_Challenge_
Reproduce every row below verbatim, changing nothing.

_Data supplied_
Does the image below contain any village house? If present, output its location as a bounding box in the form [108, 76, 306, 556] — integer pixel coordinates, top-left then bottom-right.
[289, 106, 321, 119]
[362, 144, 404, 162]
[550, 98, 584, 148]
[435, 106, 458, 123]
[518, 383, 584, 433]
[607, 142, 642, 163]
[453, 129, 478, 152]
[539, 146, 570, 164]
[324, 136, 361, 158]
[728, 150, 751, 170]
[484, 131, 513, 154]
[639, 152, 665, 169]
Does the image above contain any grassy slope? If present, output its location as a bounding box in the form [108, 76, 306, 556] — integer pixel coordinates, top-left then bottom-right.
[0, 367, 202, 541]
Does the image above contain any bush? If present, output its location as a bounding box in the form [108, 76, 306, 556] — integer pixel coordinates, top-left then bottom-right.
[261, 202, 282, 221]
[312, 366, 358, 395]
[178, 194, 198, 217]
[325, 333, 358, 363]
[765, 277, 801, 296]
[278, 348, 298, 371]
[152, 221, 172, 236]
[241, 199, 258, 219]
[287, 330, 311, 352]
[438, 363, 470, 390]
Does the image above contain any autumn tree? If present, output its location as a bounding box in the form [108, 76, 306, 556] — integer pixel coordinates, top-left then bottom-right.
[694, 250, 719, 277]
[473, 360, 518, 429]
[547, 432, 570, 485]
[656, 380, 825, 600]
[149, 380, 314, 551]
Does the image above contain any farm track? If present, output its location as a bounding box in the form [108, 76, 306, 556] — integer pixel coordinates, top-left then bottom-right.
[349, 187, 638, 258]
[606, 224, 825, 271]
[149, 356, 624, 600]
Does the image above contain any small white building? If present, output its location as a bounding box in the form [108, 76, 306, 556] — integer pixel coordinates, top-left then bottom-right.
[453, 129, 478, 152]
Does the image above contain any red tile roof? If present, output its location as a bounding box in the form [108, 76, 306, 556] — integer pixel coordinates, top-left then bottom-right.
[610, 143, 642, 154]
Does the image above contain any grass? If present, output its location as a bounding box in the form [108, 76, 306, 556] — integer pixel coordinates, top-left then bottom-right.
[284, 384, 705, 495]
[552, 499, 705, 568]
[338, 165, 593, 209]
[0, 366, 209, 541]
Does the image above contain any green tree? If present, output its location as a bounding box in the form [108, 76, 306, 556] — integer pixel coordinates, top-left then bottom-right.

_Written reply_
Does the image below contain any village house? If present, output its location as a bounding box in the form [108, 76, 306, 556] — integer pixel coordinates, top-left then bottom-right.
[289, 106, 321, 119]
[362, 144, 404, 162]
[550, 98, 584, 148]
[435, 106, 458, 123]
[518, 383, 584, 433]
[607, 142, 642, 163]
[453, 129, 478, 152]
[539, 146, 570, 164]
[324, 136, 361, 158]
[728, 150, 751, 170]
[484, 131, 513, 154]
[639, 152, 665, 169]
Does the image above contain any grassy slope? If present, output its location as a bounding box in the form [108, 76, 306, 556] — integer pixel coordinates, top-left then bottom-right.
[0, 367, 202, 541]
Does the image above contain any bush? If present, output its location as a bounding box in the form [108, 76, 306, 556] — integer pixel coordinates, top-left then bottom-right.
[261, 202, 282, 221]
[312, 366, 358, 395]
[178, 194, 198, 217]
[325, 333, 358, 363]
[765, 277, 801, 296]
[278, 348, 298, 371]
[152, 221, 172, 236]
[241, 199, 258, 219]
[287, 330, 311, 352]
[438, 363, 470, 390]
Does the image above contain any autumn tree? If present, output its location as a bounding box in the form [108, 76, 306, 556] — integer pixel coordinates, top-left then bottom-right.
[694, 250, 719, 277]
[473, 360, 518, 429]
[547, 432, 570, 485]
[656, 380, 825, 600]
[149, 380, 314, 551]
Does the image above contain any farm track? If present, output its location as a bounding box in the form [108, 76, 306, 556] — integer pixel coordinates, top-left then bottom-right.
[349, 187, 638, 258]
[606, 224, 825, 271]
[149, 356, 624, 600]
Does the image above contain any small white building? If present, output its location as a bounding box in the form [108, 76, 306, 556] — integer pixel coordinates, top-left then bottom-right.
[453, 129, 478, 152]
Does the image above contain any red tile roof? If present, output its location as a bounding box in the form [108, 76, 306, 556] — integer pixel coordinates, top-left then bottom-right.
[610, 143, 642, 154]
Does the image above contain any grass? If present, output its location as a bounding box in the form [108, 76, 306, 556] — integer pixel coordinates, top-left then bottom-right.
[284, 384, 705, 495]
[552, 499, 705, 568]
[338, 165, 593, 209]
[0, 366, 209, 541]
Does the image above contain any green tree? If present, output its location as a bounding box in the form [108, 76, 306, 556] — integer pixel coordinates, top-left then bottom-right.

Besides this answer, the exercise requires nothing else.